» Exercise prompt: Set down the entries once more, exactly as they are written.

» Material supplied:

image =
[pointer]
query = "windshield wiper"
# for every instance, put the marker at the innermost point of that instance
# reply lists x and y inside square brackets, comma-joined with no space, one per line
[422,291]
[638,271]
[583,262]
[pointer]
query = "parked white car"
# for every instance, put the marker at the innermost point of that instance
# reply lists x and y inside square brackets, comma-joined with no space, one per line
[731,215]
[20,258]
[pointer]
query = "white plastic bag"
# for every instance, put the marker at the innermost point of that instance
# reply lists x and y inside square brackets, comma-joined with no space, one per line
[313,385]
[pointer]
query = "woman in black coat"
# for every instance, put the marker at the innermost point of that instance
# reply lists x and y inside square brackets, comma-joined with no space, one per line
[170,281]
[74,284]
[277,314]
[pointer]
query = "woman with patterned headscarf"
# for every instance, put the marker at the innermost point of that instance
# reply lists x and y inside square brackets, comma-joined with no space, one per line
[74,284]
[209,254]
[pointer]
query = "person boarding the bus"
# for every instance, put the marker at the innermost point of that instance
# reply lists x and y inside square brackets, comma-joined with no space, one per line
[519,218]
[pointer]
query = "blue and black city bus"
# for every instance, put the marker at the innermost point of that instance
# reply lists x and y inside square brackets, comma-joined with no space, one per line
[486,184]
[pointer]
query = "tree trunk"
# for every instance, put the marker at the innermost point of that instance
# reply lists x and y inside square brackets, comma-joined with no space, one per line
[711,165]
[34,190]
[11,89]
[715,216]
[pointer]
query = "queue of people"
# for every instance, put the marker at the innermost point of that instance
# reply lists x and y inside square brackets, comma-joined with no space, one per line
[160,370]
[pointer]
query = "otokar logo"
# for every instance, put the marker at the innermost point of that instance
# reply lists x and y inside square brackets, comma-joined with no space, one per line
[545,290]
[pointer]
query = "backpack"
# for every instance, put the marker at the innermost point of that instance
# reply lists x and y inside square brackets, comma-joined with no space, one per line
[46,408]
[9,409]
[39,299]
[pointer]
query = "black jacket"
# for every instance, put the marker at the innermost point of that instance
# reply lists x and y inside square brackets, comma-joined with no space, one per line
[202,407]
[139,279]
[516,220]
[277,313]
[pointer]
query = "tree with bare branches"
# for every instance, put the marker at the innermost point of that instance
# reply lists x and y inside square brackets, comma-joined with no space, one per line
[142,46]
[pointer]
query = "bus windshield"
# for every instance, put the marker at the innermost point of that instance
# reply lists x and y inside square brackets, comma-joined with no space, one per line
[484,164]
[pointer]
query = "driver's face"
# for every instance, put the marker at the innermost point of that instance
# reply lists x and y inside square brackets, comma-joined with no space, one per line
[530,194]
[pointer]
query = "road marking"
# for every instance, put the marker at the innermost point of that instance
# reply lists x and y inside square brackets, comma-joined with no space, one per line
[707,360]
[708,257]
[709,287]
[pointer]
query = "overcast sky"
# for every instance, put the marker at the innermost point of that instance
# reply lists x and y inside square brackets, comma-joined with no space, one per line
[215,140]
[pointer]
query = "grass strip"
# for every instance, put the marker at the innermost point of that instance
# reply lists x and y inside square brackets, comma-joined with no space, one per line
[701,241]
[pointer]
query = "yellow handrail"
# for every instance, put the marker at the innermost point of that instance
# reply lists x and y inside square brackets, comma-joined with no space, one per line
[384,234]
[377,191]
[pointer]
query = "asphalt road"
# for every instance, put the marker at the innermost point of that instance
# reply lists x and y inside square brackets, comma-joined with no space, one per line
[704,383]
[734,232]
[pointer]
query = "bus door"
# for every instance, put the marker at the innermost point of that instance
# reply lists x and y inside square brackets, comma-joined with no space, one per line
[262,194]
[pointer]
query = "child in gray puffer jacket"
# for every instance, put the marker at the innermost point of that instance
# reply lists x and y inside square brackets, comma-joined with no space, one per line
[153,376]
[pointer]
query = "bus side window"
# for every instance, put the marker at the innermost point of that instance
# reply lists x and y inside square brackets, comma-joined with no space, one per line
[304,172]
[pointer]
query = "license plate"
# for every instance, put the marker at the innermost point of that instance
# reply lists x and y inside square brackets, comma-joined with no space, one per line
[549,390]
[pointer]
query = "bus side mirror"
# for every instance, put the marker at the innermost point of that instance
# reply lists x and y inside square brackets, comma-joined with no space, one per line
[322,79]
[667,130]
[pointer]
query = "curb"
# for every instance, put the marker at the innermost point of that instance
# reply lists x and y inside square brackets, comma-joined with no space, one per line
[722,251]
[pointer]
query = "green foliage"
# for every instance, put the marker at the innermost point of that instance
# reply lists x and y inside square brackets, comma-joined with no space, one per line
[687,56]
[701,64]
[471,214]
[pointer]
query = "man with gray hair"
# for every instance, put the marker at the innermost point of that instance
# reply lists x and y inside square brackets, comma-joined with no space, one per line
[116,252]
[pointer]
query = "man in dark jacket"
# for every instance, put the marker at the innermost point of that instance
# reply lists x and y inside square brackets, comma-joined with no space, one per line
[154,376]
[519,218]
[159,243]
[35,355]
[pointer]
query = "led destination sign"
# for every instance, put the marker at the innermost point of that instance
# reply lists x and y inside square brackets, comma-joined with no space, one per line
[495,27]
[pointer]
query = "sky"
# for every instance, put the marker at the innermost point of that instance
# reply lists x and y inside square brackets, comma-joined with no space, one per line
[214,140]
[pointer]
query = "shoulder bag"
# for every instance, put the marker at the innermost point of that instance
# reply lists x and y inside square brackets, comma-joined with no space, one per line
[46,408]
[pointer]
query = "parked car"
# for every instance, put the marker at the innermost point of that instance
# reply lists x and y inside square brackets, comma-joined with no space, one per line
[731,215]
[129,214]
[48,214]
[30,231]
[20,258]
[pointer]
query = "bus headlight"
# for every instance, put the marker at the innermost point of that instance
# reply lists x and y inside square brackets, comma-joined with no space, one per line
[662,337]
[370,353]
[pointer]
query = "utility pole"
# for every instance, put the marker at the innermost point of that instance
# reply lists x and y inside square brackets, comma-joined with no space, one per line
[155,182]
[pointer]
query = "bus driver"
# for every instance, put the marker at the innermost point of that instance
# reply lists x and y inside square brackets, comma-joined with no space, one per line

» Written answer:
image =
[pointer]
query = "windshield wiper"
# for every instance, put the marker at the innermost point of that instance
# reply lists x and y inside square brackets, comma-joined with no space, one per line
[422,291]
[638,271]
[583,262]
[pointer]
query = "parked white car"
# for every instance, put the marker at the innermost point of that instance
# reply lists x and y inside square brackets, comma-joined with no space, one per line
[731,215]
[20,258]
[pointer]
query = "white plastic bag"
# for every instance, put the marker at the innermost point of that instance
# reply lists x and y inside square brackets, comma-joined with no space, one per line
[313,385]
[pointer]
query = "woman in black coat"
# for every instance, put the marker at the innermost point of that instance
# reply lists x and y inside square brackets, comma-joined with no space, one per line
[170,281]
[74,284]
[277,314]
[pointer]
query = "woman with patterned headscarf"
# for every instance, put the marker at the innermost point of that instance
# reply lists x and y inside square brackets, comma-joined with no space, one per line
[74,284]
[209,254]
[pointer]
query = "person boarding the bus"
# for every instance, put the marker at the innermost point of that instance
# reply lists x and y inside square brackets, comma-joined with no space, one per line
[519,218]
[pointer]
query = "blue and black city bus"
# for every instance, put the marker at the innermost point of that instance
# reply lists x and y inside square brackets, comma-joined with no space, one per line
[486,184]
[pointer]
query = "tree trunk"
# for every instance, put the marker at the innermost point of that instance
# reply lists x and y inside square brackets, comma-joined with no space, one per line
[711,165]
[34,190]
[11,89]
[715,216]
[pointer]
query = "queue of people"
# for every instance, put the marker at the innermost point of that instance
# reply lists x and y inside square brackets, comma-joined with no space, one per line
[160,370]
[pointer]
query = "otokar logo"
# for every instance, put the marker at the innermost point of that instance
# reply lists x and y inside square brackets, comma-joined with no space, one per line
[545,290]
[pointer]
query = "backpack"
# for every instance, put the marker at the innermost point of that instance
# reply lists x and y inside square brackets, comma-joined with no space, one per line
[46,408]
[9,409]
[39,299]
[pointer]
query = "black jacket"
# for every instance, put the marker at the innermost point of that instance
# reply lists x and y inside square brackets, comma-joined with no space, one per line
[202,407]
[139,279]
[516,220]
[277,313]
[pointer]
query = "tree with bare branches"
# for every instance, put the marker at the innermost point of that instance
# reply lists x and y inside square brackets, comma-joined with no space, one per line
[142,46]
[pointer]
query = "bus windshield"
# for every instance, put the marker at the innermost point of that instance
# reply lists x and y inside square brackets, comma-joined with no space, one per line
[484,164]
[pointer]
query = "driver's face"
# for every instance, put the marker at the innermost point of that instance
# reply lists x and y inside square brackets, comma-joined with no space, one per line
[530,194]
[pointer]
query = "road marking"
# for every instance, put the marker at the innermost point of that instance
# reply lists x and y inside square brackets, comma-joined with no space, one per line
[707,360]
[708,257]
[709,287]
[pointer]
query = "overcast sky"
# for every instance, put the marker at the innermost point of that instance
# reply lists x and y inside square brackets, comma-joined with no space, one per line
[215,140]
[pointer]
query = "grass strip"
# for every instance, put the marker at the innermost point of that instance
# reply lists x and y inside square brackets, comma-joined with no space, one per line
[701,241]
[pointer]
query = "yellow handrail"
# for every instance, put the marker at the innermost point of that instance
# reply lists x and y inside square brackets, comma-joined with no space, one per line
[384,234]
[377,191]
[pointer]
query = "asphalt road"
# for every instance, put the marker at the innermost point of that instance
# reply lists x and y inside square brackets, comma-joined with no space, one per line
[704,383]
[734,232]
[pointer]
query = "bus door"
# for every instance, put the marker at the innermost point of that instance
# reply lists x and y inside square brackets, comma-joined with no space, one per line
[262,194]
[pointer]
query = "child in gray puffer jacket"
# for every instance, put the marker at the innermost point of that instance
# reply lists x and y inside square brackets, comma-joined with no space, one per line
[153,376]
[pointer]
query = "bus side window"
# for every instance, put the marker at the innermost point of that instance
# reply lists x and y inside square brackets, comma-joined with no space, one per line
[304,172]
[pointer]
query = "license plate"
# for every instance, put the marker at the innermost point of that instance
# reply lists x and y inside square brackets, comma-joined with no space, one per line
[549,390]
[pointer]
query = "bus side mirror"
# for every instance, put the marker at the innermost point of that instance
# reply lists x and y inside square brackets, comma-joined with no space, one per line
[322,79]
[667,130]
[pointer]
query = "curb"
# for every instance, put the marker at the innermost point of that instance
# reply lists x and y inside square brackets, comma-joined with no space, one per line
[722,251]
[pointer]
query = "green foliage"
# for every instance, put the marker at the innermost point of that instance
# reply lists x and y inside square brackets, comma-joined with no space, one per line
[687,56]
[701,64]
[471,214]
[pointer]
query = "man with gray hair"
# for every instance, put the marker at the innermost point of that instance
# reply lists x and y inside square brackets, comma-joined with no space, one per line
[116,252]
[pointer]
query = "man in dark jacket"
# for every instance, put the marker at the innermost point of that instance
# reply lists x and y inside square brackets, comma-joined with no space, one per line
[154,376]
[519,218]
[159,243]
[35,355]
[pointer]
query = "led destination sign"
# for every instance, put the marker at the innermost point of that instance
# reply lists x and y inside square brackets, comma-joined with no space, one per line
[495,27]
[pointer]
query = "sky"
# for every instance, put the marker at the innermost point of that instance
# reply lists x and y inside square brackets, comma-joined with no space, one per line
[214,140]
[pointer]
query = "shoulder bag"
# for every instance, put the marker at the innermost point of that instance
# reply lists x and y inside square brackets, comma-joined with no space, one per line
[46,408]
[pointer]
query = "parked car"
# for every instance, put the marker at the innermost point of that instance
# reply lists x and y inside square brackets, comma-joined with no space, one per line
[731,215]
[129,214]
[48,214]
[30,231]
[20,258]
[pointer]
query = "bus headlight"
# for every instance, put the marker at the innermost point of that instance
# reply lists x and y inside square brackets, comma-joined with no space, one per line
[662,337]
[370,353]
[pointer]
query = "utility pole"
# for every instance, put the marker at the innermost point of that instance
# reply lists x and y inside square brackets, comma-joined with no space, one per line
[155,182]
[pointer]
query = "bus driver"
# for every instance, put the marker at the innermost point of that instance
# reply lists x and y inside square brackets, comma-joined with no space, one per line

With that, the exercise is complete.